GOAL: Print the passage of the manufacturing literature review that runs from "Manufacturing platforms have" up to and including "of literature review.".

EXTRACT:
Manufacturing platforms have changed from a localized and centralized (private) mode to a globalized and decentralized (public) mode [16]. The summary of the above research is presented in

Table 1. Summary of literature review.

Ref.	Human–Equipment Interaction	Data Transmission	Resource Allocation
Li et al. [12] (2012) Szaller et al. [20] (2019)	Non-real-time	Distributed	Static
Delaram et al. [16] (2021)	Non-real-time	Centralized	Static
Cheng et al. [13] (2018) Wu et al. [18] (2020) Zhang et al. [24] (2023) Qian et al. [26] (2021) Liu et al. [27] (2021) Wang et al. [31] (2023)	Real-time	Centralized	Dynamic
Hong et al. [28] (2021)	Real-time	Centralized	N/A
Möncha and Shen [14] (2020) Yin et al. [17] (2018)	N/A	Distributed	Static
Carlucci et al. [15] (2020) Zhou et al. [19] (2021)	N/A	Centralized	Static
Zhang et al. [25] (2023) Liu et al. [34] (2022)	Real-time	Distributed	N/A
Liu et al. [21] (2022) Liu et al. [29] (2023) Wang et al. [30] (2023) Bellavista et al. [32] (2021) Vyskocil et al. [33] (2023)	Real-time	Distributed	Dynamic
This paper	Real-time	Distributed	Dynamic

“N/A” indicates that it is not mentioned in the paper.

. Many of the prior research papers look to resource allocation as an optimization problem. There is less research on the collaborative relationship between manufacturing participants, the dynamic manufacturing resource scheduling decision, and the utilization of complex information data in this process. There are three major research gaps:

(1)

DATASET EXCERPTS:

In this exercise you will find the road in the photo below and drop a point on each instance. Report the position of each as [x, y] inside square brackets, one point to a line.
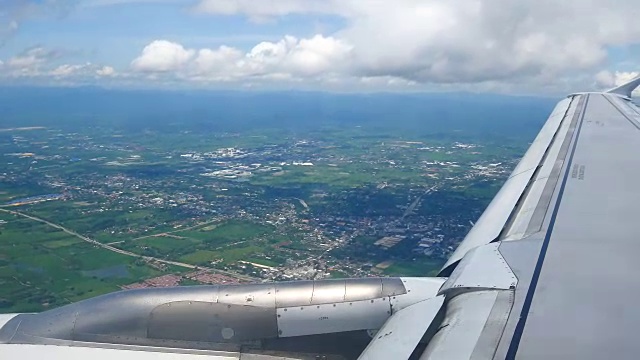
[124, 252]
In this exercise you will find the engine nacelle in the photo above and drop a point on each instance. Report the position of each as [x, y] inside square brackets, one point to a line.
[209, 316]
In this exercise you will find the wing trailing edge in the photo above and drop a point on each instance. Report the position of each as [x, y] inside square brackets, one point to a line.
[627, 88]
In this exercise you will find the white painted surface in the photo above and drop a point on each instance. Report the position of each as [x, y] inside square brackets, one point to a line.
[494, 218]
[482, 267]
[402, 332]
[4, 318]
[331, 318]
[54, 352]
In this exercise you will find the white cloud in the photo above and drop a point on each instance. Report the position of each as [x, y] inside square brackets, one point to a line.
[162, 56]
[290, 58]
[463, 41]
[106, 71]
[68, 69]
[609, 79]
[31, 58]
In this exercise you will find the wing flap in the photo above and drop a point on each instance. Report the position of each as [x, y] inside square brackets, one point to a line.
[400, 335]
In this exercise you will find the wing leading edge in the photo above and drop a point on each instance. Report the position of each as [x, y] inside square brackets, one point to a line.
[546, 272]
[569, 236]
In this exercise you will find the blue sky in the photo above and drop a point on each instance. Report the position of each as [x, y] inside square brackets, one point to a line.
[336, 45]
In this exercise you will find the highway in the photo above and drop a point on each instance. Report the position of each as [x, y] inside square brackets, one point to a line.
[124, 252]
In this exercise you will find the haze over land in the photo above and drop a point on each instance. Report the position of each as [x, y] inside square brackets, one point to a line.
[102, 190]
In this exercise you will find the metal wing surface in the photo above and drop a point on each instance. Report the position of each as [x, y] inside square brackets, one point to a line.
[549, 271]
[565, 227]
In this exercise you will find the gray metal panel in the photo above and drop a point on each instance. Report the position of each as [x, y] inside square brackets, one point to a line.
[330, 318]
[401, 333]
[528, 217]
[465, 319]
[367, 288]
[626, 89]
[584, 301]
[482, 268]
[328, 291]
[212, 322]
[495, 217]
[294, 293]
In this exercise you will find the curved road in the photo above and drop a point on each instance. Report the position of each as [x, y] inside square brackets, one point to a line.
[123, 252]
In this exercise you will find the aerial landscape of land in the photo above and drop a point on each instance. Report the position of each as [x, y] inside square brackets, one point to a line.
[100, 195]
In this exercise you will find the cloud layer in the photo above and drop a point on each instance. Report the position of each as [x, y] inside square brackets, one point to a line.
[541, 45]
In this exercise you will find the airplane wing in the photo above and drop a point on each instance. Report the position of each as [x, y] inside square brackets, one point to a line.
[547, 272]
[564, 230]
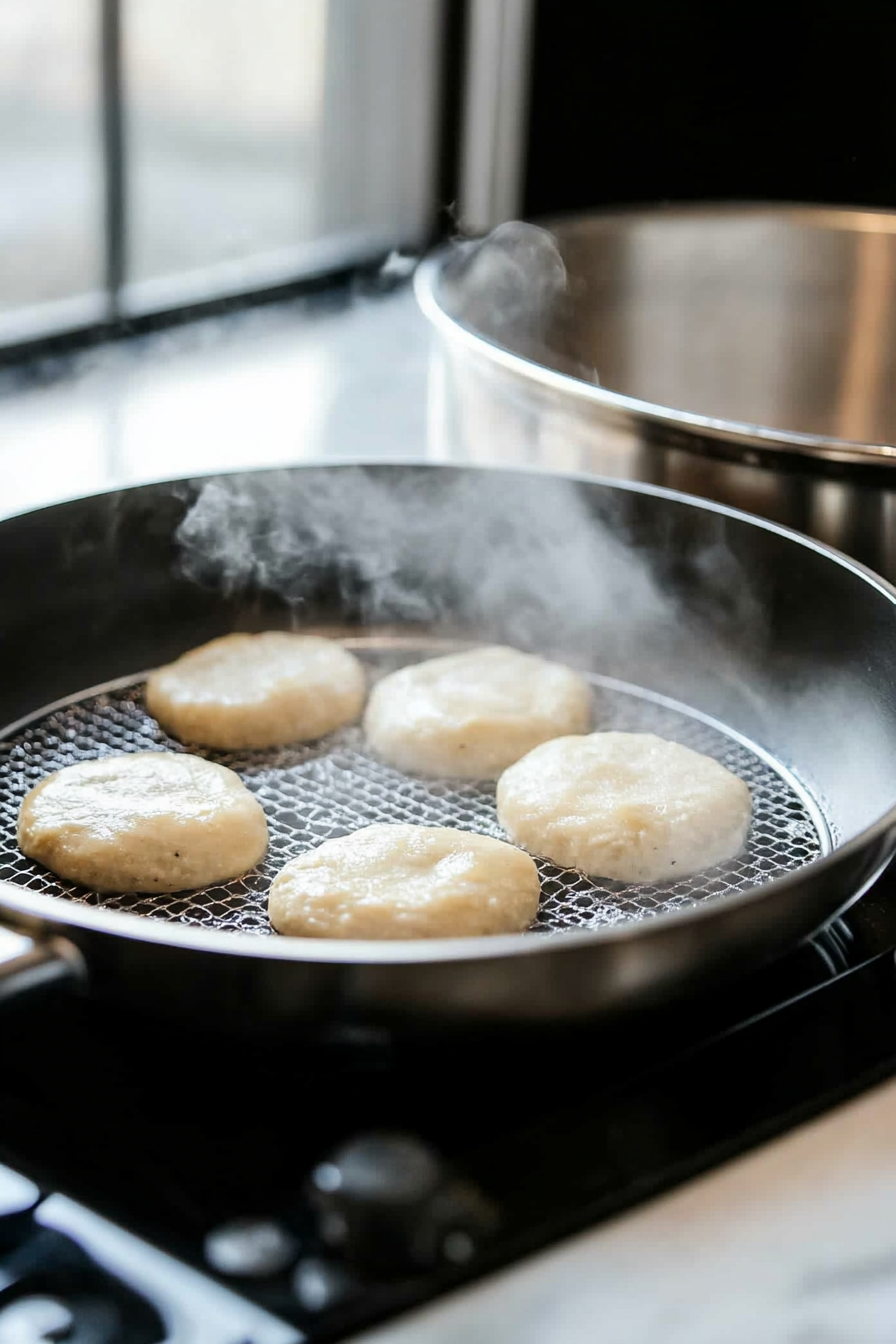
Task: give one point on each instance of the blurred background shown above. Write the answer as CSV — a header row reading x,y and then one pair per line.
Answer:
x,y
160,153
255,165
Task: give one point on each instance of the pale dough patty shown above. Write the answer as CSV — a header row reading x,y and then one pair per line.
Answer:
x,y
148,821
257,691
406,882
625,805
473,714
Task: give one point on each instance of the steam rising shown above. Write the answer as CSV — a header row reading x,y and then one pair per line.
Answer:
x,y
513,288
513,558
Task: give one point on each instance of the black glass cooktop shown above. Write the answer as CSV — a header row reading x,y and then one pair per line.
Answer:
x,y
335,1183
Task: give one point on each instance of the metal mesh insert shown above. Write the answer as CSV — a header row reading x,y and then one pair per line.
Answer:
x,y
333,786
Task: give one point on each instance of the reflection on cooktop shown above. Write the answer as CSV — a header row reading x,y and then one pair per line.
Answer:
x,y
251,1157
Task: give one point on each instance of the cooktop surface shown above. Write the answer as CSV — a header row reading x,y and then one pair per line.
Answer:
x,y
333,1183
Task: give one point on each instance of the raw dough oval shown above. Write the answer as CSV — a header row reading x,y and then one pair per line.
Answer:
x,y
147,821
473,714
406,882
625,805
257,691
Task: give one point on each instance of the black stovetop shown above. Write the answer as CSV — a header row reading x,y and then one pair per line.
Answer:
x,y
173,1133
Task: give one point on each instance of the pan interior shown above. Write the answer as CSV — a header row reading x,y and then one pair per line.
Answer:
x,y
333,786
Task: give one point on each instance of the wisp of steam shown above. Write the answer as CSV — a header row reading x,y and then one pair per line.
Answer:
x,y
511,557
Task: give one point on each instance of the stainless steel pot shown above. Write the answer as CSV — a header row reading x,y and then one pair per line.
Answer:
x,y
739,352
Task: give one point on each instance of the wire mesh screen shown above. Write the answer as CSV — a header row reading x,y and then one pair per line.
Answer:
x,y
333,786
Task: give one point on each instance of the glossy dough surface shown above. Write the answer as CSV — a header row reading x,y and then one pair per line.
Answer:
x,y
148,821
625,805
473,714
406,882
257,691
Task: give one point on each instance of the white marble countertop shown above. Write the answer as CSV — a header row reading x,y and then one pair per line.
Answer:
x,y
794,1243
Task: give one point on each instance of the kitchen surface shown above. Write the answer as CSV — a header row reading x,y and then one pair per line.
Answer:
x,y
379,250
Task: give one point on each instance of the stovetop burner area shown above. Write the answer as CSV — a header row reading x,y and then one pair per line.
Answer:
x,y
335,1182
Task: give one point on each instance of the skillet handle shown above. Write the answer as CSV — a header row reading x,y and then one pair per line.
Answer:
x,y
36,964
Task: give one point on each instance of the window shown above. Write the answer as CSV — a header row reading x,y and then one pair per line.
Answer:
x,y
156,153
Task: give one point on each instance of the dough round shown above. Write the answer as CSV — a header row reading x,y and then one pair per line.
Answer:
x,y
625,805
148,821
257,691
473,714
406,882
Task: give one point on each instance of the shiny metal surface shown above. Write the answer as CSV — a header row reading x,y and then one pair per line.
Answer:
x,y
739,352
785,643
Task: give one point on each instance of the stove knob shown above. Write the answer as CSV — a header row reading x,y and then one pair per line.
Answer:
x,y
388,1206
35,1320
250,1247
18,1200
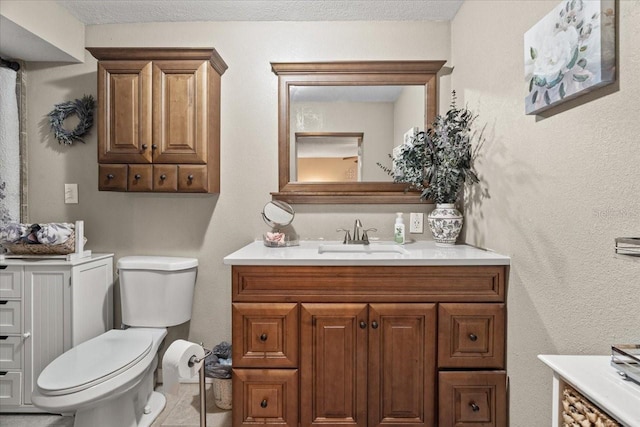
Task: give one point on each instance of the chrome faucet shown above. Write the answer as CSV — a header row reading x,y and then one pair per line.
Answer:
x,y
357,237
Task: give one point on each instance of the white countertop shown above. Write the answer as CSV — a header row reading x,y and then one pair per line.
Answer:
x,y
597,380
422,253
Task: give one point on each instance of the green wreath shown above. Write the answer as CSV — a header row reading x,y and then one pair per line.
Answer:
x,y
83,108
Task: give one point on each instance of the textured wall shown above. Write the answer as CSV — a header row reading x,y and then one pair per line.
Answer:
x,y
556,191
210,227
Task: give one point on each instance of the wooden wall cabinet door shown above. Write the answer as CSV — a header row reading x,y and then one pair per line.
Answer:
x,y
124,111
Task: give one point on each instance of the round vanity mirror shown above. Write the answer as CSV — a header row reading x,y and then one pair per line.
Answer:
x,y
279,216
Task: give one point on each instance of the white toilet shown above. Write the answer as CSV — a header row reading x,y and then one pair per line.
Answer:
x,y
108,380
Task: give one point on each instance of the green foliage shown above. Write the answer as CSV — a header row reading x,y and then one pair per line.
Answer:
x,y
438,162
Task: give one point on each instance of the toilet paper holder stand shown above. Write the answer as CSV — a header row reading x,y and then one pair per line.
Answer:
x,y
193,360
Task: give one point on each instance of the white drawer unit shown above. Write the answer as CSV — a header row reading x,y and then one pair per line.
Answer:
x,y
48,306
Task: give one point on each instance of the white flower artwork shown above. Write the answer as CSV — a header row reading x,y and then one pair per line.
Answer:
x,y
569,52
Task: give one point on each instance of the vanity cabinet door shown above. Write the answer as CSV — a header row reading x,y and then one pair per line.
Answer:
x,y
124,111
265,335
402,340
471,336
472,399
180,128
333,364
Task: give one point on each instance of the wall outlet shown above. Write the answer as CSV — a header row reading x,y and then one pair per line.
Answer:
x,y
416,223
71,193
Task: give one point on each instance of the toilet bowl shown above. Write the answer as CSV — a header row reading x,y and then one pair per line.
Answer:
x,y
108,381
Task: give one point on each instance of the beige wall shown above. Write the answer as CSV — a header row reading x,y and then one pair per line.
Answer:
x,y
556,191
209,226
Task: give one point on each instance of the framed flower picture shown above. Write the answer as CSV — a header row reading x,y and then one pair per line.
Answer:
x,y
569,52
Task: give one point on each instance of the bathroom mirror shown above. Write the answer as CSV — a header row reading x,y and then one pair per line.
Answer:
x,y
377,101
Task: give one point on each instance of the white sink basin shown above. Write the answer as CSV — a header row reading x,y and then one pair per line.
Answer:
x,y
363,249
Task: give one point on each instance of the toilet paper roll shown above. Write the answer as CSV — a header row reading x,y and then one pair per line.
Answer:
x,y
175,363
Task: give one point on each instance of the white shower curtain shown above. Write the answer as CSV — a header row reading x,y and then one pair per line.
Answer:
x,y
9,148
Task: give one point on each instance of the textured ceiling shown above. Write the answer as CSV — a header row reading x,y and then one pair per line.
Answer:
x,y
121,11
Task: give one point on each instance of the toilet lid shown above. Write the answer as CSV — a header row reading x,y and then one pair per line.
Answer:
x,y
94,361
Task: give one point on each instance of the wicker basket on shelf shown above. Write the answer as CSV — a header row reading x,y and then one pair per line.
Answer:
x,y
23,248
580,412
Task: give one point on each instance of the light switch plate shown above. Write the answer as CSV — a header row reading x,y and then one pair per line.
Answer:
x,y
416,223
71,193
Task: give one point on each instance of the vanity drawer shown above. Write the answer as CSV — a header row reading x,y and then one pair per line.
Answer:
x,y
471,336
472,399
11,282
265,335
265,397
112,177
10,317
10,352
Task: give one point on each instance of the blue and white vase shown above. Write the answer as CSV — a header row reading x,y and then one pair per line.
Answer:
x,y
445,222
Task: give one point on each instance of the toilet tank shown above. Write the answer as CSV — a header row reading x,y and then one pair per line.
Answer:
x,y
156,291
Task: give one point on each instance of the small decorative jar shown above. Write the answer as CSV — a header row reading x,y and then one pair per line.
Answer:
x,y
445,222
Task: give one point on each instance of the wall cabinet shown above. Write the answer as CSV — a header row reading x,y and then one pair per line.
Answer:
x,y
159,119
47,307
369,346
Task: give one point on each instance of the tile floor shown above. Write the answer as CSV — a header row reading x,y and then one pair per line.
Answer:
x,y
182,410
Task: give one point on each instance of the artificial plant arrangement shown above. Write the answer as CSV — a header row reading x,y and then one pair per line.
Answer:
x,y
438,162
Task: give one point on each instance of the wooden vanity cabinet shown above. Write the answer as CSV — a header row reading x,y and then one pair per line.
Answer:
x,y
369,346
158,113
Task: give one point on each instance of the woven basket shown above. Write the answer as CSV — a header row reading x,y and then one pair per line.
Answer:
x,y
222,392
23,248
579,412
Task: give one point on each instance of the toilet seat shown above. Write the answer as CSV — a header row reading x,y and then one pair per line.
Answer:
x,y
95,361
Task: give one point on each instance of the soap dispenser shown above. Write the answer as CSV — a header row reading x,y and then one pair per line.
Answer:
x,y
398,229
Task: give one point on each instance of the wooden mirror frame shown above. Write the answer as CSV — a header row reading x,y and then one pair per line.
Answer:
x,y
348,73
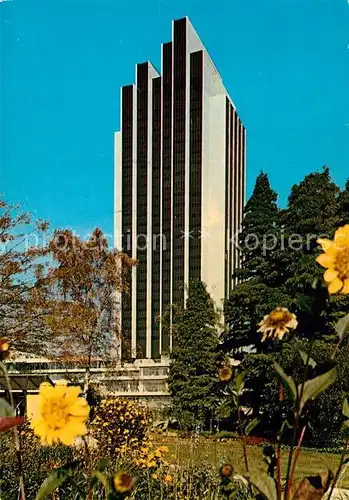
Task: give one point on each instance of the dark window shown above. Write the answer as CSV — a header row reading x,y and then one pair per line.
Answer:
x,y
156,178
179,101
195,159
142,181
127,172
166,179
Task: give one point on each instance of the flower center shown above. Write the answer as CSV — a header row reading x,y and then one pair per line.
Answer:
x,y
278,318
342,263
56,414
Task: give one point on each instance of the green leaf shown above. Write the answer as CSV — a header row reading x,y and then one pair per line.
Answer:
x,y
103,464
98,477
345,409
251,425
240,383
55,479
6,409
265,485
305,303
288,381
342,326
315,386
304,357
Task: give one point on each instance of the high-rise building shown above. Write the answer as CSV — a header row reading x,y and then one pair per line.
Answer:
x,y
179,186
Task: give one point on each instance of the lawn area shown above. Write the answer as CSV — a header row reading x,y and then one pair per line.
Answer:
x,y
199,451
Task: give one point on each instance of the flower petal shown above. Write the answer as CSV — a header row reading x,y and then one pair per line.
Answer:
x,y
325,260
330,275
345,289
335,286
341,237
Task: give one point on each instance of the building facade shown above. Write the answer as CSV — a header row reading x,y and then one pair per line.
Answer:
x,y
179,187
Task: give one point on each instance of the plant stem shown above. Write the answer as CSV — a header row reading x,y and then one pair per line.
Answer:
x,y
15,436
89,468
340,466
278,466
298,451
297,418
243,440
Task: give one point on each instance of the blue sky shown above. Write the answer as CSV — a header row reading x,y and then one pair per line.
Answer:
x,y
284,62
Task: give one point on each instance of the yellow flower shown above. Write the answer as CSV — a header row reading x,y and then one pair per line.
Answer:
x,y
123,482
4,349
225,373
336,261
61,414
277,323
4,345
226,470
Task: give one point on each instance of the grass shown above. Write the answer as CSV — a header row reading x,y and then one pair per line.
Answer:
x,y
199,451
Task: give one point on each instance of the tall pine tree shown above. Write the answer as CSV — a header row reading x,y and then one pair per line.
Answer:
x,y
255,295
193,368
258,230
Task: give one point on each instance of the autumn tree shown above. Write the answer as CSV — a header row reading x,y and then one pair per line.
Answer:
x,y
87,279
23,254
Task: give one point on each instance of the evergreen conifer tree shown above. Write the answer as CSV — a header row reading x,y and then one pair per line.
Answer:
x,y
258,230
193,368
344,205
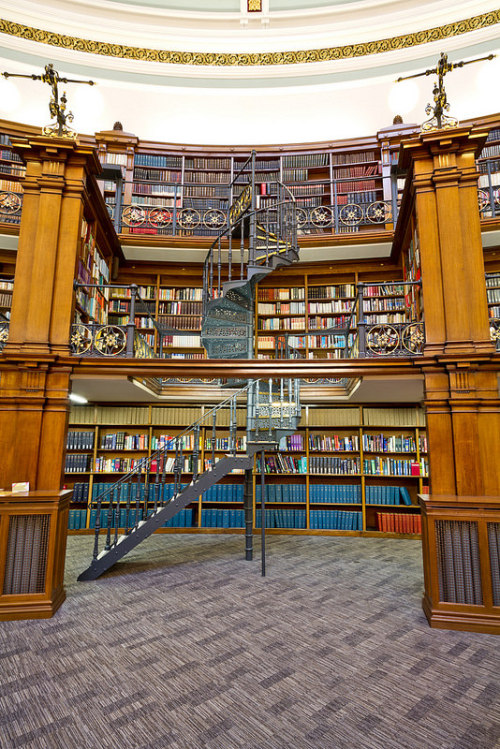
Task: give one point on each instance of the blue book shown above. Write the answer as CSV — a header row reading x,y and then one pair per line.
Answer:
x,y
404,495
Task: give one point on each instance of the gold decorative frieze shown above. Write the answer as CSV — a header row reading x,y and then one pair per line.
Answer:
x,y
244,59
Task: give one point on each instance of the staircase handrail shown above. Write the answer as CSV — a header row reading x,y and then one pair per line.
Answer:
x,y
248,215
148,459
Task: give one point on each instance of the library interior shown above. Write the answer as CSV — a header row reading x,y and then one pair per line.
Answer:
x,y
250,374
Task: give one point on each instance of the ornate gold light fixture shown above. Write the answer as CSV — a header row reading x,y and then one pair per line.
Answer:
x,y
440,120
57,107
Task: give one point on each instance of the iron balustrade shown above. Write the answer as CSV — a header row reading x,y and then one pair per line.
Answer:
x,y
11,206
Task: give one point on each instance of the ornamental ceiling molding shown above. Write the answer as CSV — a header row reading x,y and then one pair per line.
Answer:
x,y
244,59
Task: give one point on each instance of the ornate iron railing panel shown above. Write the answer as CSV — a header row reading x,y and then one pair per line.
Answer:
x,y
92,339
11,205
393,339
495,331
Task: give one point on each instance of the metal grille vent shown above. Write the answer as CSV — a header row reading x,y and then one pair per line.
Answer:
x,y
458,562
494,544
26,554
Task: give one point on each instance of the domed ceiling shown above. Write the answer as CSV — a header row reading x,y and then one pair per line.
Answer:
x,y
291,70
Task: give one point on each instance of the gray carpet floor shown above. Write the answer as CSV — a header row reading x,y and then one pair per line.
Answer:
x,y
184,646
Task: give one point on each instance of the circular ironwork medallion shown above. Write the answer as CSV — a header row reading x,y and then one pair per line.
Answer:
x,y
134,215
110,340
351,214
81,339
382,340
10,202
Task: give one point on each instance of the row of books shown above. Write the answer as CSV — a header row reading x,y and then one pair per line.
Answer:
x,y
389,444
340,291
281,492
336,466
333,443
80,492
292,442
182,341
354,157
180,294
327,308
322,323
222,443
399,522
179,308
118,465
383,304
207,178
172,441
335,493
281,308
134,492
206,191
383,290
279,463
77,519
183,519
215,518
492,281
293,292
279,518
306,160
157,175
224,493
181,322
282,323
356,171
394,467
387,495
211,163
77,463
124,441
167,162
80,440
335,520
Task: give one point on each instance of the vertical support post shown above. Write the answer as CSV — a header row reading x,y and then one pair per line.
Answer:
x,y
361,323
131,322
253,217
263,513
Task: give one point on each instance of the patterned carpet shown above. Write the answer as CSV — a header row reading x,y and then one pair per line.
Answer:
x,y
184,646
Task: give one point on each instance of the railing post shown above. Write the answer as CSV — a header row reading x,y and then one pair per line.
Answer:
x,y
131,322
335,207
263,513
490,190
361,323
253,217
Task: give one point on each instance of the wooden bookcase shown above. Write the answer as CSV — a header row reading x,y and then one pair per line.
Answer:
x,y
368,462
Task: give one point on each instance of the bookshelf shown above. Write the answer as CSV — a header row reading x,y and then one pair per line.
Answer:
x,y
91,304
324,478
314,303
6,289
493,294
488,165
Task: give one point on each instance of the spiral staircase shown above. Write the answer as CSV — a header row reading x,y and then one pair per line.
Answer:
x,y
257,242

FINISHED TASK:
Manufacturing platforms have changed from a localized and centralized (private) mode to a globalized and decentralized (public) mode [16]. The summary of the above research is presented in

Table 1. Summary of literature review.